Kaynak metin:
_ _ _
Geçen gün komşuya gittim. “Sizin
Gülent abi nasıl bu kadar iyi ağlıyor?” diye sordum.
Hacıkadem’de bir hastane varmış
SGK ile anlaşmalıymış. Sonracıma…
Bu hastaneye gidince burnuna bir halka takıyorlarmış, bir de totoşa.
Şimdi kalktın meselâ kooperatif
genel kurulunda konuşma yapman lâzım.
Baktın aklı evvel bazı salaklar
konuşmayı yemiyor di mi?
Derhal burundaki halkaya
basıyorsun. O da totoş-u fevkalâdedeki
sfinkterlerin ağa babasına “Abi
senin durum-u vaziyet keloş. Haberin olsun senin nanay-i dübürüne acılı çiğ köfte ekstresi sürüyorlar!”
diyor. Eh bu mesajı alan totoş, gözlere
nasıl “Ağlayın lan!” demesin? Anında
adamı örgütten dışlarlar. Sonra artık hemoroid olarak mı kolit ağrısı olarak mı
hayata devam edersiniz bilemem.
Gözler “Ulan madem dübür-ü
fevkalâde alev alev yanmaktadır bize de yalamak düşer diyerek başlıyor sulanmaya…”
Olayın mekanizması bu! Ha bu kadar yalamaya duygulanmayan hıyar evlâdı varsa
onları da artık ilgili bostana yollayıp
karış sürecinde yerel kaşıyış birimlerince duygulandırıcan; her karış küreğini de ben mi
sana tanımlayayım hacı emmi?
Hayır ben de tezcanecinin yalancısıyım. Geçen gün kahvede
Tasımkaşalı gerikanlının konuşmasını
dinliyoruz kahvede… O sırada okeye beşinci arıyoruz. Okeye beşinci nasıl
oluyor? O kadarını ben de tam bilmiyorum. Ama konuyla ilgilenen mimar
arkadaşlar, mabadın kemerinde çatlak olursa tamamlamak için beşincinin yedekten listeye sokulabileceğini söylediler. Eğer kapı kolu uyumsuzsa, gözlüğü
değiştiriyorsun. Yarısı yeşil gözlük alıyorsun gören çevreci sansın.
Gene tamamlayamıyorsun ya 3 yüz
kelimeyi abi? Nasıl edicez? Belki Ammar ile Rubeyba’ya sorarız?
-
Ya Ammar!
-
Söyle Rubeyba-i gül-ü zükumetim!
-
Ay hep böyle güzle şeyler söylüyorsun türbanımın
ucu titriyor, bak…
-
Senin o marka türbanına kurban olurum Rubeyba’m!
-
Ay Ammar! Çok yaramazsın sen!
-
Sen iste Karamazof bile olurum Rubeyba’m!
-
Bu gene polisiklik nükleik asit gibi mi
konuşuyor Ammar?
-
Onun bütün sikluslarının enzimatik
katalizasyonlarını inhibe ederim senin için Rubeyba’m!
-
Et Ammar! Zaten onun yüzünden gezemiyorum şöyle
kapalı kapalı.
_ _ _
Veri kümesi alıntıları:
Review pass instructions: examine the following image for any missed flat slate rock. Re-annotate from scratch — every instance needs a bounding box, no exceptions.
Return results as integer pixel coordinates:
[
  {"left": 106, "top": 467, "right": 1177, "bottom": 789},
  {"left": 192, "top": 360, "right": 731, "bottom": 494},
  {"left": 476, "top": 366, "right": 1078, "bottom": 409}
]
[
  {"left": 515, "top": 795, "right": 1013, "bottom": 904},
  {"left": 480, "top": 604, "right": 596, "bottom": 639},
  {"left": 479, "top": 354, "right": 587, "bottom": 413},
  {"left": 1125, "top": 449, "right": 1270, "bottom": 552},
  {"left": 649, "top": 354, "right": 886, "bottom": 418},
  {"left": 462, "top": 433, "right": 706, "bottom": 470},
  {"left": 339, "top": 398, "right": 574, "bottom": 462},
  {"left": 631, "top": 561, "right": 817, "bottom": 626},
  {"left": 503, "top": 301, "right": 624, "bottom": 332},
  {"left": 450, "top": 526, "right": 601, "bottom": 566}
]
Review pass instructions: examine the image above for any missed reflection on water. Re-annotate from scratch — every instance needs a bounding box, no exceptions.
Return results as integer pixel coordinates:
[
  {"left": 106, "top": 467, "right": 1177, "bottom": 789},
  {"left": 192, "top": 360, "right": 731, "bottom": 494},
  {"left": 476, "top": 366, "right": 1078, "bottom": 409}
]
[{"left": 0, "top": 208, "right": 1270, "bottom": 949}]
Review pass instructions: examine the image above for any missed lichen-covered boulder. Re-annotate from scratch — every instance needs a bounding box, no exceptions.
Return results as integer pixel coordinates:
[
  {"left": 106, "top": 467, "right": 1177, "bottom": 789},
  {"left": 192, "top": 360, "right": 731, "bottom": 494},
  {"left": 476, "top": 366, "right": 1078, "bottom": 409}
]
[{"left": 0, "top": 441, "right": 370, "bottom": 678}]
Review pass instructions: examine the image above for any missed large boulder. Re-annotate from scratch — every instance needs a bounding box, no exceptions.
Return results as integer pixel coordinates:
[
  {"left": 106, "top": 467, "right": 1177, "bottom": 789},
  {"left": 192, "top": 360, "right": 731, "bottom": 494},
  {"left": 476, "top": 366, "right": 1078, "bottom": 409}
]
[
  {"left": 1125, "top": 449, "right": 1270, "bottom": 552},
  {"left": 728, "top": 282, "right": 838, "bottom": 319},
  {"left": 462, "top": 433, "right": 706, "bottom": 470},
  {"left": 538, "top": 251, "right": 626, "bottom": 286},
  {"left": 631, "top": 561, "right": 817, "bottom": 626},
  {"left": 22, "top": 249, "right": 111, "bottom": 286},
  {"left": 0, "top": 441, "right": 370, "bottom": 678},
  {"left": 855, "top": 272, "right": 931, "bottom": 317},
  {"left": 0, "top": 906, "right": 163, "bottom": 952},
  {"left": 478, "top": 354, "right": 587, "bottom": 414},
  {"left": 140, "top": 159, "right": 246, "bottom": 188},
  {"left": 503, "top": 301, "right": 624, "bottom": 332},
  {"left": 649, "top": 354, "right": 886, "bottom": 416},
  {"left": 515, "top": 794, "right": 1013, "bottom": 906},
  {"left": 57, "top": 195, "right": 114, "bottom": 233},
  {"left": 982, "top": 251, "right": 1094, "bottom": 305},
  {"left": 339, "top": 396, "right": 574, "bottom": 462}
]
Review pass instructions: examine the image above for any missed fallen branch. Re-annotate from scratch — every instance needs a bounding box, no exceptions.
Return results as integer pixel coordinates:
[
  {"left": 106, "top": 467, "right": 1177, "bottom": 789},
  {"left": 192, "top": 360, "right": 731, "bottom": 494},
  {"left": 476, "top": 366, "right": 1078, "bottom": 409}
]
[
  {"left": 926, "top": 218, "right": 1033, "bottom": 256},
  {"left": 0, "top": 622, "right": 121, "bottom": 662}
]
_ _ _
Alıştırma:
Şu ifadelerin her biri kaynak metinle uyuşuyor mu? Her biri için evet ya da hayır deyin ve karara götüren sözleri metinden değiştirmeden alıntılayın.
1. Hacıkadem'deki hastanenin SGK ile anlaşmalı olduğu söyleniyor.
2. Anlatıcı, okeye beşincinin nasıl olduğunu tam olarak bildiğini söylüyor.
3. Gözlüğün yarısı kırmızı olanı alınıyor.

Alıştırmanın cevabı:
1. Evet: "SGK ile anlaşmalıymış."
2. Hayır: "O kadarını ben de tam bilmiyorum."
3. Hayır: "Yarısı yeşil gözlük alıyorsun gören çevreci sansın."